*WRITTEN PROBLEM*
Copy every line of the records below, leaving all wording and the format sample points unchanged. Multiply each coordinate in the answer points by 1.7, round to the nearest whole number with halves going up, and leave the pictures out.
## Begin
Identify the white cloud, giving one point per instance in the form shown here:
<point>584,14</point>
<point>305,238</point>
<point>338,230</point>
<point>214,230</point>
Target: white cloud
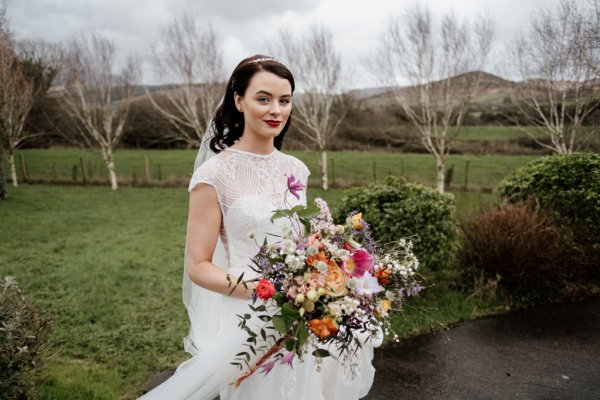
<point>245,27</point>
## End
*TASK RESULT*
Identify the white cloud, giving one point per instance in the form shown here:
<point>584,14</point>
<point>305,238</point>
<point>338,230</point>
<point>214,230</point>
Target: white cloud
<point>417,46</point>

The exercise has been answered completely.